[Point labeling examples]

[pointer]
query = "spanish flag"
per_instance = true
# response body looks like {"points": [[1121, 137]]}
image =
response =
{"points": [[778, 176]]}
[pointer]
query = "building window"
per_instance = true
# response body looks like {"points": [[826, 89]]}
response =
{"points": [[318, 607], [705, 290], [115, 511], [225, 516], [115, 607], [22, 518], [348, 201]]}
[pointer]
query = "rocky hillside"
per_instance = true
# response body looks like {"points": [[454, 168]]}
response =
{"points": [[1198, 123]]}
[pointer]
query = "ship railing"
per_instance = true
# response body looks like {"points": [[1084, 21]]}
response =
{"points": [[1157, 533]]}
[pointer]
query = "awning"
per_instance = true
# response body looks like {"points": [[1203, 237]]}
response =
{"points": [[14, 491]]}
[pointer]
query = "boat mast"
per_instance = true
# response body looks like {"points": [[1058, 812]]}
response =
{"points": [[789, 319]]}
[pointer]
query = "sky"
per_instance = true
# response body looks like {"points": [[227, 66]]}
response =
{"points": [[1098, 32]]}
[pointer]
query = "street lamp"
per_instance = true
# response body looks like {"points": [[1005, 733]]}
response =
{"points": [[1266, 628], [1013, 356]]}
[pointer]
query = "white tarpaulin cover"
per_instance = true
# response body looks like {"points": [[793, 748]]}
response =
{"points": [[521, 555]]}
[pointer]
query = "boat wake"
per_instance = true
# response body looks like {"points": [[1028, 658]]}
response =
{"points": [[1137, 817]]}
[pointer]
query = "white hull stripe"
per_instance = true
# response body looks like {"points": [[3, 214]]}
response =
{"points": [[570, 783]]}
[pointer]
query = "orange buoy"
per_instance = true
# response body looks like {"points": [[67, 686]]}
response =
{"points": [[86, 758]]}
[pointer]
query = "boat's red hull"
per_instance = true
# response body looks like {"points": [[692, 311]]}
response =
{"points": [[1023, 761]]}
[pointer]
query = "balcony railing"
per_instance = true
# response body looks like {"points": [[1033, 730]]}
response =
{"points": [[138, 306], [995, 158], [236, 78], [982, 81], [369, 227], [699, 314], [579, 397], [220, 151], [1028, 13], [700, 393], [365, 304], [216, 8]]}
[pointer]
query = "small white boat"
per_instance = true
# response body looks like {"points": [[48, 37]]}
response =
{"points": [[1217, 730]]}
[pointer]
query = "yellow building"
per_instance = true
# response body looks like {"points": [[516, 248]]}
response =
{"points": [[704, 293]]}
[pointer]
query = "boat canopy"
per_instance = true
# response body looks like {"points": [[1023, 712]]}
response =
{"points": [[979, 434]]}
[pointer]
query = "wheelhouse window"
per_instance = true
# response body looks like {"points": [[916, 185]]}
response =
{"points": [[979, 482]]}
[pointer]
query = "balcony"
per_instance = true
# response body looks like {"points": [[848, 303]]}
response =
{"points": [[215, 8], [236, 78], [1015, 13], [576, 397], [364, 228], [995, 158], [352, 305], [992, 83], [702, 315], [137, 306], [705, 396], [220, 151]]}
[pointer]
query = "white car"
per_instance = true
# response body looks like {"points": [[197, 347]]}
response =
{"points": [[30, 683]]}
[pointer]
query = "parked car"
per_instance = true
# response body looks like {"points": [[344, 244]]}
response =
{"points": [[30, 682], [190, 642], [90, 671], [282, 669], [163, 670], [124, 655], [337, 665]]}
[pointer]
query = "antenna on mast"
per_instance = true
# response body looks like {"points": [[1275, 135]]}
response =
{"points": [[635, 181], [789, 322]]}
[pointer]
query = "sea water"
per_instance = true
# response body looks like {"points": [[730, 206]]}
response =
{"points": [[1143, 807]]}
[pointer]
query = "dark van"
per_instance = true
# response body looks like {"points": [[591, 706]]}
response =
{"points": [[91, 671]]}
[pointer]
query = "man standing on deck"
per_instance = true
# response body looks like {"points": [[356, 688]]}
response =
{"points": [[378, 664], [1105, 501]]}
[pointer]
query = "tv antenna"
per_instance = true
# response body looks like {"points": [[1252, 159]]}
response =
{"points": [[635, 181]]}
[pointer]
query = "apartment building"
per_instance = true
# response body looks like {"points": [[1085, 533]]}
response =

*WHAT IS EXPECTED:* Set out the complete listing exactly as shown.

*TASK SOLUTION:*
[pointer]
query = "spanish flag"
per_instance = true
# response body looks like {"points": [[1121, 137]]}
image =
response =
{"points": [[778, 176]]}
[pointer]
query = "building window"
per_instance = true
# response body looks like {"points": [[826, 89]]}
response =
{"points": [[318, 607], [705, 290], [115, 511], [225, 516], [115, 607], [22, 518], [348, 201]]}
[pointer]
query = "rocky hillside"
per_instance = true
# response body looks like {"points": [[454, 168]]}
response =
{"points": [[1198, 123]]}
[pointer]
query = "ship railing"
per_instance = true
# response body looks like {"points": [[1084, 21]]}
response =
{"points": [[1157, 533]]}
[pointer]
query = "awning"
per_instance = true
# response body looks like {"points": [[1203, 237]]}
response =
{"points": [[14, 491]]}
[pointer]
query = "boat mast"
per_instance = true
# response body looks like {"points": [[1058, 812]]}
response =
{"points": [[789, 319]]}
[pointer]
query = "sky"
per_instance = true
# response body looks like {"points": [[227, 66]]}
response =
{"points": [[1098, 32]]}
[pointer]
query = "street lamp"
per_instance = true
# response body looks like {"points": [[1005, 733]]}
response =
{"points": [[1266, 628], [1013, 356]]}
[pointer]
query = "white tarpaulin cover"
per_instance = true
# response body looks like {"points": [[793, 748]]}
response =
{"points": [[521, 555]]}
[pointer]
query = "boat wake"
per_instance = true
# response body looks like {"points": [[1028, 658]]}
response =
{"points": [[1137, 817]]}
[pointer]
query = "white hull stripe"
per_instance = true
# response body looks like {"points": [[3, 214]]}
response =
{"points": [[570, 783]]}
[pointer]
query = "orange buoy"
per_instance = true
# response body looks like {"points": [[67, 686]]}
response =
{"points": [[86, 758]]}
[pointer]
query = "boat's red hull"
per_instance = true
# response body looks like {"points": [[692, 311]]}
response =
{"points": [[1023, 761]]}
[pointer]
query = "balcony railing"
per_instance = true
# response body looks like {"points": [[1033, 730]]}
response =
{"points": [[138, 306], [995, 158], [236, 78], [982, 81], [369, 227], [699, 314], [579, 397], [220, 151], [1028, 13], [700, 393], [365, 304], [216, 8]]}
[pointer]
query = "small white boat"
per_instance = true
# response body looks like {"points": [[48, 37]]}
response =
{"points": [[1217, 730]]}
[pointer]
query = "yellow building"
per_instance = true
# response body looks like {"points": [[516, 248]]}
response =
{"points": [[704, 293]]}
[pointer]
query = "boat canopy"
per_instance = true
# response body looks like {"points": [[1023, 712]]}
response =
{"points": [[979, 434]]}
[pointer]
query = "wheelhouse window"
per_instance = true
# response body looks like {"points": [[916, 185]]}
response =
{"points": [[979, 482]]}
[pointer]
query = "balcony"
per_instance = true
# response body looks like {"points": [[848, 303]]}
response =
{"points": [[215, 8], [236, 78], [1015, 13], [576, 397], [364, 228], [995, 158], [352, 305], [992, 83], [702, 315], [137, 306], [705, 396], [220, 151]]}
[pointer]
query = "white car"
per_instance = true
# response body looks like {"points": [[197, 347]]}
response =
{"points": [[30, 683]]}
[pointer]
query = "parked car"
per_instance = true
# response body looks like {"points": [[344, 244]]}
response =
{"points": [[30, 682], [190, 642], [90, 671], [282, 669], [163, 670], [124, 655], [337, 665]]}
[pointer]
query = "antenna on mast"
per_instance = true
# response body looks like {"points": [[1275, 135]]}
response =
{"points": [[635, 181], [789, 322]]}
[pointer]
query = "sea water"
per_instance = true
# response body looks like {"points": [[730, 206]]}
response =
{"points": [[1143, 807]]}
[pointer]
query = "dark van"
per_instance = true
# response body looks like {"points": [[591, 706]]}
response =
{"points": [[91, 671]]}
[pointer]
query = "man standing on deck"
per_instance = true
# response body looks like {"points": [[356, 688]]}
response =
{"points": [[378, 664], [1105, 501]]}
[pointer]
query = "tv antenna"
per_instance = true
# response body looks like {"points": [[1252, 159]]}
response =
{"points": [[635, 181]]}
[pointer]
query = "apartment building"
per_instance = true
# response body looks like {"points": [[1085, 533]]}
response =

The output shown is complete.